* **DIRECTIVES**:
1. In the ISL6252 charger text, what is the highest duty cycle the device can reach?
2. Give every numerical value that appears in the ISL6252 charger text.
3. Write the next part of the ISL6252 charger text, picking up after its final sentence.

* **EXTRACTED TEXT**:
========

The ISL6252 features a voltage regulation loop (VCOMP) and
two current regulation loops (ICOMP). The VCOMP voltage
regulation loop monitors CSON to ensure that its voltage never
exceeds the voltage and regulates the battery charge voltage
set by VADJ. The ICOMP current regulation loops regulate the
battery charging current delivered to the battery to ensure that
it never exceeds the charging current limit set by CHLIM; and
the ICOMP current regulation loops also regulate the input
current drawn from the AC adapter to ensure that it never
exceeds the input current limit set by ACLIM, and to prevent a
system crash and AC adapter overload.
PWM Control
The ISL6252 employs a fixed frequency PWM current mode
control architecture with a feed-forward function. The
feed-forward function maintains a constant modulator gain of
11 to achieve fast line regulation as the buck input voltage
changes. When the battery charge voltage approaches the
input voltage, the DC/DC converter operates in dropout mode,
where there is a timer to prevent the frequency from dropping
into the audible frequency range. It can achieve duty cycle of
up to 99.6%.
To prevent boosting of the system bus voltage, the battery
charger operates in standard-buck mode when CSOP-CSON
drops below 4.25mV. Once in standard-buck mode, hysteresis
does not allow synchronous operation of the DC/DC converter
until CSOP-CSON rises above 12.5mV.

========

* **GIVEN INFORMATION**:
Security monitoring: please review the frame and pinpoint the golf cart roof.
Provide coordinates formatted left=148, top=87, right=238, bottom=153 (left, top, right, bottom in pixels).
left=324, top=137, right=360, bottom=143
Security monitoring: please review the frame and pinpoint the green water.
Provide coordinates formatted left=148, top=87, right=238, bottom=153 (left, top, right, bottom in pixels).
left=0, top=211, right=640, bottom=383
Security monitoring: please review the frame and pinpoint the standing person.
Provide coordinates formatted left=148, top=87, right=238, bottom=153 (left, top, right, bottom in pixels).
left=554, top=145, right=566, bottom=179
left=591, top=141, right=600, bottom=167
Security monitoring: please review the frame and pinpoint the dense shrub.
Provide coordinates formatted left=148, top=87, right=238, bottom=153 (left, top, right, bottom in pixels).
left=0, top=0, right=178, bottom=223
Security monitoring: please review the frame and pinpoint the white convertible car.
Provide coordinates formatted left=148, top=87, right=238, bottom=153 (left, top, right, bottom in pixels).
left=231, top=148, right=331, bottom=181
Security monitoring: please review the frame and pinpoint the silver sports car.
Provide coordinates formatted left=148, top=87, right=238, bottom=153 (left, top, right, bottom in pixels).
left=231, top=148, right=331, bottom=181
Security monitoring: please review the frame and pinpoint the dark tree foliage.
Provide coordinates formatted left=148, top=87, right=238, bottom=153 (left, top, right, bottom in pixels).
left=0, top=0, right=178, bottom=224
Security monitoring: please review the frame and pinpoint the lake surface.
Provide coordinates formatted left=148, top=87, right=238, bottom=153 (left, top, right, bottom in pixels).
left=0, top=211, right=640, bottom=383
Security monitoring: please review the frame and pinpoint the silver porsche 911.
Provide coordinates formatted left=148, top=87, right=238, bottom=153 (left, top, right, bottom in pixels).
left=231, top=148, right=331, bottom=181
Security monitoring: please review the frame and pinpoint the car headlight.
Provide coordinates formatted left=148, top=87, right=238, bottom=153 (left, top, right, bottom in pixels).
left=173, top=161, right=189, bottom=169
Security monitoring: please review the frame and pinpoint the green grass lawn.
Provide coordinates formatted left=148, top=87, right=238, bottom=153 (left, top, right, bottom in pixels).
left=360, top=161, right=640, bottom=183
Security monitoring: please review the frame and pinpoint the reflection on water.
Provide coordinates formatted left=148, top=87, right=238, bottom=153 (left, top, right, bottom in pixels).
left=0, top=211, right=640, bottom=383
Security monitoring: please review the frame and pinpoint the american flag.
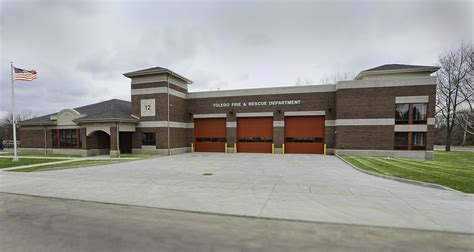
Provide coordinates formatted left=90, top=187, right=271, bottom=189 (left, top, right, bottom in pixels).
left=13, top=67, right=36, bottom=81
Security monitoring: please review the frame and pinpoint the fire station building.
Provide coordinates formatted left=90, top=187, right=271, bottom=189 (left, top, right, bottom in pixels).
left=20, top=64, right=438, bottom=159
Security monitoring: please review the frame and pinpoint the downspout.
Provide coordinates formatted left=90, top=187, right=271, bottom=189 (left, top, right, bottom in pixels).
left=115, top=121, right=121, bottom=157
left=166, top=74, right=171, bottom=156
left=43, top=125, right=48, bottom=156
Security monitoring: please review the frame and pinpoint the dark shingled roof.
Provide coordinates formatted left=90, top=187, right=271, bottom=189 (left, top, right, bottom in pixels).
left=362, top=64, right=438, bottom=72
left=124, top=67, right=171, bottom=76
left=20, top=99, right=138, bottom=124
left=123, top=67, right=193, bottom=84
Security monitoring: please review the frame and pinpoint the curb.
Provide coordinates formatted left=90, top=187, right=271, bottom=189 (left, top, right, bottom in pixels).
left=0, top=191, right=472, bottom=235
left=335, top=154, right=464, bottom=195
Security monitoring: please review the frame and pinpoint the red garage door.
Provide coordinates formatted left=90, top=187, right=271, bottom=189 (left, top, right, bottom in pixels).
left=285, top=116, right=324, bottom=154
left=194, top=118, right=226, bottom=152
left=237, top=117, right=273, bottom=153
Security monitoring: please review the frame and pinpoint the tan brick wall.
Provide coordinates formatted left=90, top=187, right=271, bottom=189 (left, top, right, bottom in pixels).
left=20, top=129, right=44, bottom=148
left=336, top=125, right=394, bottom=150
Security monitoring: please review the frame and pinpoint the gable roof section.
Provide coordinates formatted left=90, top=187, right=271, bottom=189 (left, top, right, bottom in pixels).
left=355, top=64, right=439, bottom=80
left=123, top=67, right=193, bottom=84
left=20, top=99, right=138, bottom=125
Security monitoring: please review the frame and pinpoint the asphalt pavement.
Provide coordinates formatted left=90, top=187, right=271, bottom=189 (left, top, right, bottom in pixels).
left=0, top=193, right=474, bottom=252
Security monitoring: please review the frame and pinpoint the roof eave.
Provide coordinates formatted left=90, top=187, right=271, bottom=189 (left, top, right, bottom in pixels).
left=73, top=118, right=139, bottom=124
left=123, top=69, right=193, bottom=85
left=354, top=66, right=440, bottom=80
left=18, top=122, right=56, bottom=126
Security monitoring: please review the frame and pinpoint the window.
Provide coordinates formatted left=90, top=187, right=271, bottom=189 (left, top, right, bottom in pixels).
left=142, top=133, right=156, bottom=145
left=411, top=132, right=426, bottom=150
left=395, top=132, right=408, bottom=150
left=51, top=129, right=82, bottom=149
left=412, top=103, right=426, bottom=124
left=239, top=137, right=273, bottom=143
left=196, top=137, right=225, bottom=143
left=286, top=137, right=323, bottom=143
left=395, top=104, right=409, bottom=124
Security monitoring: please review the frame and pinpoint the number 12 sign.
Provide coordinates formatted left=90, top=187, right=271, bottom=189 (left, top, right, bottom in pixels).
left=140, top=99, right=155, bottom=116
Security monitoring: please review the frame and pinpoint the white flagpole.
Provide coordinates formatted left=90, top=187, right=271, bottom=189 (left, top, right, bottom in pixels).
left=10, top=62, right=18, bottom=161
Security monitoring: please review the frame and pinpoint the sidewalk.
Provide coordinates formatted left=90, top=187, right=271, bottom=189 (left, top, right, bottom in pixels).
left=0, top=156, right=140, bottom=171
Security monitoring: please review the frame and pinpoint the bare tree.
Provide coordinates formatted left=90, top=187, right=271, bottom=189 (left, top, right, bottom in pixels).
left=2, top=110, right=36, bottom=127
left=456, top=109, right=474, bottom=146
left=436, top=43, right=474, bottom=151
left=320, top=72, right=355, bottom=84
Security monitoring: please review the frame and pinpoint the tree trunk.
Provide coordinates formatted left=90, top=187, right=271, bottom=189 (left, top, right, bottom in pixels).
left=445, top=127, right=451, bottom=151
left=462, top=129, right=467, bottom=147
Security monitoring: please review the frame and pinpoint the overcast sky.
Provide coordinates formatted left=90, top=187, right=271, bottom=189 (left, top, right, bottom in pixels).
left=0, top=0, right=473, bottom=116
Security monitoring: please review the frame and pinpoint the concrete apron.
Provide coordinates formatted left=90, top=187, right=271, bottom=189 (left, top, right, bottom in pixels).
left=0, top=153, right=474, bottom=233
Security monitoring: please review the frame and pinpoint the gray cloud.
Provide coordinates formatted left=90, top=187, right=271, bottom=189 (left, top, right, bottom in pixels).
left=0, top=0, right=473, bottom=119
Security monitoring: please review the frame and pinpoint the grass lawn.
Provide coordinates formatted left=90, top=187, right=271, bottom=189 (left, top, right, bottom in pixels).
left=0, top=152, right=81, bottom=157
left=343, top=151, right=474, bottom=193
left=0, top=158, right=67, bottom=169
left=120, top=154, right=159, bottom=158
left=10, top=160, right=122, bottom=172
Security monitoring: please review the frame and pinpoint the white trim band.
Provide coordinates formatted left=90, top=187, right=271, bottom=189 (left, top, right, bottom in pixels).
left=427, top=117, right=436, bottom=125
left=336, top=118, right=395, bottom=126
left=395, top=95, right=429, bottom=104
left=186, top=84, right=336, bottom=99
left=137, top=121, right=194, bottom=128
left=193, top=113, right=227, bottom=118
left=273, top=121, right=285, bottom=127
left=132, top=87, right=186, bottom=99
left=285, top=111, right=326, bottom=116
left=237, top=112, right=273, bottom=117
left=395, top=124, right=428, bottom=132
left=324, top=120, right=336, bottom=127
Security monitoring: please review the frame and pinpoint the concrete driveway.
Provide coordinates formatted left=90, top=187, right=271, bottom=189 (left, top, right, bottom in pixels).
left=0, top=153, right=474, bottom=233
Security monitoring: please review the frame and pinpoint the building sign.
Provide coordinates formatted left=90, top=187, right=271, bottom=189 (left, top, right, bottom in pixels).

========

* **WRITTEN ANSWERS**:
1. Up to 99.6%.

2.
- 11 (constant modulator gain)
- 99.6% (maximum duty cycle)
- 4.25mV (CSOP-CSON level below which standard-buck mode begins)
- 12.5mV (CSOP-CSON level above which synchronous operation resumes)

3.
An adaptive gate drive scheme is used to control the dead time
between two switches. The dead time control circuit monitors
the LGATE output and prevents the upper side MOSFET from
turning on until LGATE is fully off, preventing cross-conduction
and shoot-through. In order for the dead time circuit to work
properly, there must be a low resistance, low inductance path
from the LGATE driver to MOSFET gate, and from the source
of MOSFET to PGND. The external Schottky diode is between
the VDDP pin and BOOT pin to keep the bootstrap capacitor
charged.
Setting the Battery Regulation Voltage
The ISL6252 uses a high-accuracy trimmed band-gap voltage
reference to regulate the battery charging voltage. The VADJ
input adjusts the charger output voltage, and the VADJ control
voltage can vary from 0 to VREF, providing a 10% adjustment
range (from 4.2V - 5% to 4.2V + 5%) on CSON regulation
voltage. An overall voltage accuracy of better than 0.5% is
achieved.